SHORT EXERCISE 1: In the self-care essay, how long did the writer's hard work and focus take to reach a noticeably better place?
SHORT EXERCISE 2: Decide whether each statement agrees with the self-care essay: (a) The writer cried on the bathroom scale in the week between Christmas and New Years of 2016. (b) The writer made all the changes at once. (c) The writer claims to be an expert. Give yes or no for each, with the words of the essay that settle it.
SHORT EXERCISE 3: Carry on the self-care essay from the point where it stops.
# Start of PROVIDED TEXT
A few years ago, I wasn’t in a great place. My weight was up, my skin was breaking out from a bad diet and overwhelming stress, and I was emotionally fragile.
On the outside, everything looked fine. High performers can hide a lot of their darkness, but those closest to me were starting to see the tiny cracks in my facade. I had zero patience and was becoming alarmingly short-tempered.
There was a lot going on personally and professionally. I was feeling pretty banged up by life and starting to get depressed. I could feel myself slipping into it and didn’t know what to do.
It was the week between Christmas and New Years of 2016 that I stood on the scale in my bathroom and cried. Not just any kind of cry but an Oprah-style ugly cry.
I’ve always been thin, I can hide the normal weight fluctuations that comes with age thanks to my height, but this weight was way outside my norm and unhealthy.
But it wasn’t just the weight. It was everything that was happening around it. I had anxiety induced insomnia, and I was starting to catastrophize normal situations. Emotionally I was threadbare.
I could see the strain trickling into all areas of my life. It was like I was going through the motions but not really tuned into anything.
It was there, standing on the scale, that I heard a little voice in my head telling me I had to do something, anything to get back to myself.
2017 ended up being a year full of contention. One thing after another felt like it was piling on, and I could hear the voice grow louder over time.
Brene Brown’s quote was ringing in my ear:
“When we lose our tolerance for vulnerability, joy becomes foreboding.”
It wasn’t until I reached a point where I was unable to cope with mundane things that I fully committed to a level of self-care that radically changed my life.
I don’t share any of this with the intent to be holier-than-thou. I’m by no means an expert. I just honestly believe that as women, we need to take better care of ourselves and sometimes we need to hear the message over and again until it “lands.”
We don’t win a prize for sacrificing our wellbeing to care for others.
There’s no reward for dumbing ourselves down.
Compromising who we are, even if it’s for someone we love, doesn’t make a relationship better.
But there is a boatload of regret waiting for us at the end of a year, or two, or a decade if we keep ignoring what is best for us. Running around feeling like a shell of yourself serves no one.
By now you know I’m fairly intense, so when I commit to something I go all in. It took about two years, two long years of hard work and focus to get to a noticeably better place.
Instead of doing all of this at once, and getting overwhelmed, I phased in changes. Once I started to see the benefits of one action, I would feel comfortable working in something else.
I can’t begin to tell you how much better I feel. Lighter, in my body and mind, calmer, happier and infinitely healthier.
The 5 Things I Did That Made Me Healthier and Happier
I Better Manage My Energy and the Energy Around Me.
# End of PROVIDED TEXT
# Start of INFORMATION GIVEN
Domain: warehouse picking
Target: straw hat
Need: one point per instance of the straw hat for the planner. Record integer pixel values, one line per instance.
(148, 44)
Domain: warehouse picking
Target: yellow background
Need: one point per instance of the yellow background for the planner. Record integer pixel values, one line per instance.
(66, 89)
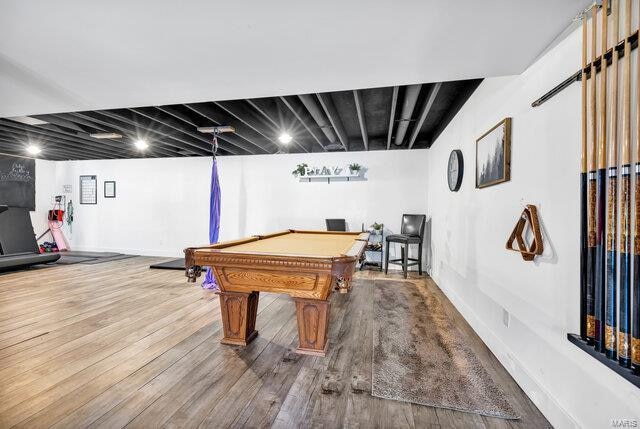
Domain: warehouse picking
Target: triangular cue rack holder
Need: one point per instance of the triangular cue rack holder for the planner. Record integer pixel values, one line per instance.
(530, 216)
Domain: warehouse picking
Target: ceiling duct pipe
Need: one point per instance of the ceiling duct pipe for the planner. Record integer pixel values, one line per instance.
(315, 110)
(411, 94)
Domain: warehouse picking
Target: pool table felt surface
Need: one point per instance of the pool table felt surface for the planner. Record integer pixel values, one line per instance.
(314, 244)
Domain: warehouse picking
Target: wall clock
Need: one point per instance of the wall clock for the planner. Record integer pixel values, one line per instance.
(455, 170)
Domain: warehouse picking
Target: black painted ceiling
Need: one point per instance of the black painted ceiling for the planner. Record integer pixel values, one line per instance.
(401, 117)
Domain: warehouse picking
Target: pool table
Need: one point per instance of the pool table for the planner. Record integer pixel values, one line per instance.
(307, 265)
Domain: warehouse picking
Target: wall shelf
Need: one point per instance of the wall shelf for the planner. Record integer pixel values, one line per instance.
# End of INFORMATION GIVEN
FINAL ANSWER 1: About two years.

FINAL ANSWER 2:
(a) Yes: "It was the week between Christmas and New Years of 2016 that I stood on the scale in my bathroom and cried."
(b) No: "Instead of doing all of this at once, and getting overwhelmed, I phased in changes."
(c) No: "I’m by no means an expert."

FINAL ANSWER 3:
I’m a highly sensitive introvert. I feel all the feelings all the time. My buckets of empathy make me a great mom, wife, and friend (if I do say so myself!) but it’s also an enormous drain on my emotional resources. Other peoples energy effects me at a deep level.
In the movie Ghostbusters 2, a river of slime is running under New York. The slim is made up of negative energy, and as it grows, the negativity starts to affect the citizens, they become more and more angry and aggressive and the city begins to implode.
When I’m around unpleasant, uneasy or frenetic energy for too long, it starts to affect me in the same way. Now, when I feel it overwhelming me, I tell my husband, “I have to go shake off the slim.”
Because we’re children of the 80s, our primary form of communication is movie quotes and references.
Sometimes it’s fifteen minutes of quiet at the start of what I know will be an intense day or in the few moments I have by myself in the car, I’ll list everything that makes me grateful.
I don’t overthink it; I’m not sitting criss-cross-applesauce on a silk pillow in my meditation corner. No one has time for that.
It’s the simple practice of mindfulness. I try to visual who I want to be, especially in stressful moments and stay in alignment with those values.
Giving yourself a minute or two to breathe and clear your mind makes all the difference in how you handle yourself throughout your day.
If you experience similar feelings, the book “The Highly Sensitive Person: How to Thrive When the World Overwhelms You” was a big help.
Sneak in Greens
My food choices weren’t outwardly terrible, but they weren’t great either. I realized I wasn’t eating enough during the day, sometimes straight up skipping meals. You can’t live on coffee until 4pm and then inhale your dinner, mindlessly snack all night and expect to function at a high level.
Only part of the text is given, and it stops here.